>> Start Extracted entries

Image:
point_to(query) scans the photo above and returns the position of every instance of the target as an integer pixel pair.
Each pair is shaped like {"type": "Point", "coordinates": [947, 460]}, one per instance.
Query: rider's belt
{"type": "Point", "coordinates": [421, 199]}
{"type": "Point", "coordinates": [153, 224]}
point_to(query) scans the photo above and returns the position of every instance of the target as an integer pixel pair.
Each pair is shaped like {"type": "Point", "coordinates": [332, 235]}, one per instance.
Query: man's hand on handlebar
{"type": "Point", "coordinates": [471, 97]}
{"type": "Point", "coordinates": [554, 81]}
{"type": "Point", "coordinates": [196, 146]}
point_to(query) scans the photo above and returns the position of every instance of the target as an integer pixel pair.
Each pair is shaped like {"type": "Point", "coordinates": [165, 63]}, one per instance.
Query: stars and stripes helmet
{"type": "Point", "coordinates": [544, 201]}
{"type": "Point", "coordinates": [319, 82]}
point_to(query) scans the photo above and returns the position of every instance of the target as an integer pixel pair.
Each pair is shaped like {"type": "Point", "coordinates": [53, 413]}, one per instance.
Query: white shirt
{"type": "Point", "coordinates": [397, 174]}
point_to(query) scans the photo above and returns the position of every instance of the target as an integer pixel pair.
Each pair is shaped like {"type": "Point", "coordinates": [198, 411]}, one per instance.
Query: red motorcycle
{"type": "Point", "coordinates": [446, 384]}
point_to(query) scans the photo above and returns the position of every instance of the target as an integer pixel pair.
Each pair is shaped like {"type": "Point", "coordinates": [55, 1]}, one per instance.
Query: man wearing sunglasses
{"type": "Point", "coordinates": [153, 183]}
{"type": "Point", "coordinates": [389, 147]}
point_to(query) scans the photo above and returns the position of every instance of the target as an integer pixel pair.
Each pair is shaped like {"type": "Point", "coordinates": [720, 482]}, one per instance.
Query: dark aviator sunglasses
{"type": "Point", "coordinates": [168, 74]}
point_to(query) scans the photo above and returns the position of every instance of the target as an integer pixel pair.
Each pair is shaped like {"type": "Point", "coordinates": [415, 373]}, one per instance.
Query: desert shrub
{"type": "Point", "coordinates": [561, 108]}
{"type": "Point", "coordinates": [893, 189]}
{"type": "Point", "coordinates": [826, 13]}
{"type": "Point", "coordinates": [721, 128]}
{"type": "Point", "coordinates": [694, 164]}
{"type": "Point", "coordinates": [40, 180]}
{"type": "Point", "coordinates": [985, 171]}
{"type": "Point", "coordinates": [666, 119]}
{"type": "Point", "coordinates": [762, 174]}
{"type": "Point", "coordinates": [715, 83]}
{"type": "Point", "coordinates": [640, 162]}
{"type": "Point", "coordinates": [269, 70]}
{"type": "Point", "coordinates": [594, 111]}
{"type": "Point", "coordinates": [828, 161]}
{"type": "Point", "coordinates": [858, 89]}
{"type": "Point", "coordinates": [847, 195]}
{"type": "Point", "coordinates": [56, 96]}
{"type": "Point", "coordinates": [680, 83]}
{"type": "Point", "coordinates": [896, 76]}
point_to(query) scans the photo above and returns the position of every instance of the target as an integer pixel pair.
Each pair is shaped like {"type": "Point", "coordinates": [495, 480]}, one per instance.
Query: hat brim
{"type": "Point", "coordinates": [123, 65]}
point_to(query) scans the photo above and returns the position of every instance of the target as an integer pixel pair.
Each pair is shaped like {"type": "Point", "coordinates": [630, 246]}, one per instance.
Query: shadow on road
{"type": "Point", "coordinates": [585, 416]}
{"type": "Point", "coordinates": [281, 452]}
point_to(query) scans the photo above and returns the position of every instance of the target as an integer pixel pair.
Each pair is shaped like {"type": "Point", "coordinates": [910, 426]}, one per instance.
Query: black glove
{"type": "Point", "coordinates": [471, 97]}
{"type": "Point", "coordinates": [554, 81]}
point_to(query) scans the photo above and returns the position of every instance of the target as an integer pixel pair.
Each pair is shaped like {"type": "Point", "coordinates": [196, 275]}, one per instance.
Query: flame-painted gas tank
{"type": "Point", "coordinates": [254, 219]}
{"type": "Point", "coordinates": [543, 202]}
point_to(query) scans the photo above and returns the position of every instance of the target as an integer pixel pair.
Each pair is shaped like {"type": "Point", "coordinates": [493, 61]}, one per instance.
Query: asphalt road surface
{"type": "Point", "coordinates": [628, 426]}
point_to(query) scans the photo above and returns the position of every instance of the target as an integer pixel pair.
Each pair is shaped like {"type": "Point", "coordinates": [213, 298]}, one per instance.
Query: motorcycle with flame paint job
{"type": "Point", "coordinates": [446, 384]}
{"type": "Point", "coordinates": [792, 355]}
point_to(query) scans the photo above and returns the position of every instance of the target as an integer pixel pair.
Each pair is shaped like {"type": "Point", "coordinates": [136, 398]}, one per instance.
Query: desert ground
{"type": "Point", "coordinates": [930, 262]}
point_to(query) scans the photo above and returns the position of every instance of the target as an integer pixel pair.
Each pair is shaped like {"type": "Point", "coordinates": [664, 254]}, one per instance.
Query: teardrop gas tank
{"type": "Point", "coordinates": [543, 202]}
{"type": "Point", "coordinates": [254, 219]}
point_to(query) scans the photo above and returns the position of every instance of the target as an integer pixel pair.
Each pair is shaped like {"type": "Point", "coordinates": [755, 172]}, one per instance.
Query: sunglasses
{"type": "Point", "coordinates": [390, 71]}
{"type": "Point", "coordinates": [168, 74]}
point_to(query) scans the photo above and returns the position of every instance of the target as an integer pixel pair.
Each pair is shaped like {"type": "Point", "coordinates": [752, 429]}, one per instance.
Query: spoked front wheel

>> End Extracted entries

• _What the task asks_: Pick out every line of the material above that contains the word "desert", and copy each one.

• _Full response_:
Query: desert shrub
Query: desert ground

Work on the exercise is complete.